= Record per l'etichettatura di forme =
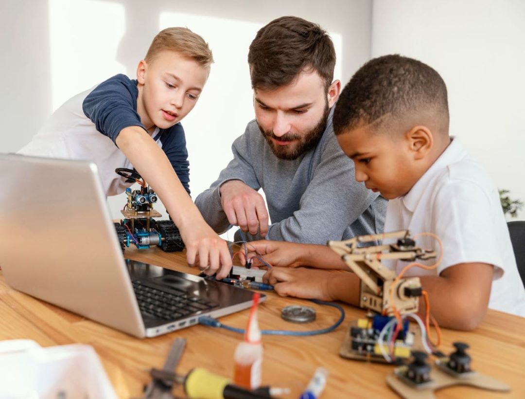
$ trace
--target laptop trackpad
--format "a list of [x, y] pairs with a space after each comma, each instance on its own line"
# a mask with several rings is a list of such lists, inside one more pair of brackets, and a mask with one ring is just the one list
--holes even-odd
[[163, 285], [179, 290], [180, 291], [187, 291], [188, 290], [195, 290], [198, 286], [198, 283], [191, 281], [186, 279], [182, 279], [178, 276], [170, 275], [166, 274], [161, 277], [155, 277], [150, 279], [150, 281], [154, 282], [157, 284], [161, 284]]

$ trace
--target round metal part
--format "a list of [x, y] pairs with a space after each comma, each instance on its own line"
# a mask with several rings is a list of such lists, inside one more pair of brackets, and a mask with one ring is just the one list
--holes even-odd
[[309, 323], [316, 320], [316, 310], [309, 306], [292, 305], [282, 308], [281, 317], [292, 323]]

= Cosa fare =
Riscrivi tutte le righe dei record qui sopra, istruzioni comprese, e trasla le coordinate nelle risposte sommando 63 a ogni numero. Ometti le immagini.

= Risposta =
$ trace
--target laptop trackpad
--format "a list of [x, y] pairs with a space after each comma, each instance on its own line"
# a mask with several rings is a list of such lists, inside one more pair of brackets, and a mask with one ring is just the one list
--holes even-odd
[[226, 348], [242, 353], [243, 354], [250, 354], [251, 353], [258, 353], [261, 349], [261, 346], [254, 344], [249, 342], [245, 342], [241, 339], [233, 338], [229, 337], [224, 340], [218, 340], [213, 342], [213, 344], [217, 345], [220, 347], [224, 347]]

$ trace
--target round metal part
--format "a list of [x, y] pairs with a space after each comma, each instance on its own line"
# a mask with several rings is a list of such lists, inside one more pair of brackets, and a mask with one ring is just the one list
--holes even-odd
[[372, 386], [379, 383], [379, 373], [372, 369], [355, 368], [345, 371], [344, 380], [355, 386]]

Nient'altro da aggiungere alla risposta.